== Records provided ==
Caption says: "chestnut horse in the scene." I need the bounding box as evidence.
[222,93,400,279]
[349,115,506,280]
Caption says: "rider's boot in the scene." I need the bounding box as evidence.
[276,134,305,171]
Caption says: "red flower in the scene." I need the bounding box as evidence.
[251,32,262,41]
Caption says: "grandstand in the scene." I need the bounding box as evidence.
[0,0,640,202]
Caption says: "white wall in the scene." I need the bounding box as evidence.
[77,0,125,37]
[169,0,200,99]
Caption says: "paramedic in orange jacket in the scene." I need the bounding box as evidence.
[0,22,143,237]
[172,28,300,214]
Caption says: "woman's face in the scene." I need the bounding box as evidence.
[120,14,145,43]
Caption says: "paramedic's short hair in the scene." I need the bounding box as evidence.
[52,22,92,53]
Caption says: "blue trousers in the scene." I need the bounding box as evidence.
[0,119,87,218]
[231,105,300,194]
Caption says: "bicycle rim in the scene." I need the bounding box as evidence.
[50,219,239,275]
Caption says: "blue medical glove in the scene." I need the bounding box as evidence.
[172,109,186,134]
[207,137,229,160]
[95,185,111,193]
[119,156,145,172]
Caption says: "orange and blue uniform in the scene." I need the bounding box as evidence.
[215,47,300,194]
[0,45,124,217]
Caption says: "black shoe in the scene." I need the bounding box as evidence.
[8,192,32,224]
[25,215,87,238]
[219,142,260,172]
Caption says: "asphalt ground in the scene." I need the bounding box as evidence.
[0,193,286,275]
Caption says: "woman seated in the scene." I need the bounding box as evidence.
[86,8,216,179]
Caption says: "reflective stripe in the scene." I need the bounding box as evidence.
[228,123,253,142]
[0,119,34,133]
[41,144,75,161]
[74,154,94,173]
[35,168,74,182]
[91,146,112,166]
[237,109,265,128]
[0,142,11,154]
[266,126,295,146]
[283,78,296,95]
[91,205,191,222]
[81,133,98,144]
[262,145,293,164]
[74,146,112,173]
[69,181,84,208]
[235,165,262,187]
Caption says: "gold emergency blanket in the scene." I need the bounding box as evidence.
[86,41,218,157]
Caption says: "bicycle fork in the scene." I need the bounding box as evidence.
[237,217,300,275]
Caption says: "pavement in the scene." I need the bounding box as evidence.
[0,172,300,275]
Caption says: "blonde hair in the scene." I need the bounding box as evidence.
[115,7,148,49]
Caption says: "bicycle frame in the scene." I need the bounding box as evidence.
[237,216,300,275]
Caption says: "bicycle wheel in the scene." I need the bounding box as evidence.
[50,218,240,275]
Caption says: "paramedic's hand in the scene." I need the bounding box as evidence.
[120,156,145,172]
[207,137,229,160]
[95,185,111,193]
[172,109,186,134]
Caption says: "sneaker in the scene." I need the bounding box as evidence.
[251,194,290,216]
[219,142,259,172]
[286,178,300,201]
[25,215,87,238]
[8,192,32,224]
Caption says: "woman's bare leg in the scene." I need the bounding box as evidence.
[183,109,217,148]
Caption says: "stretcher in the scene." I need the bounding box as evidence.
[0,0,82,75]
===
- [Work required] Please pick out every line in the entries above that contains the word "bicycle" and copy each one.

- [Solution for this task]
Caption says: "bicycle rim in the scene." I need the bounding box as evidence.
Caption says: "bicycle fork in the scene." I need the bounding box as evidence.
Caption says: "bicycle frame in the scene." I need the bounding box as evidence.
Caption says: "bicycle wheel in the scene." I need the bounding box as evidence.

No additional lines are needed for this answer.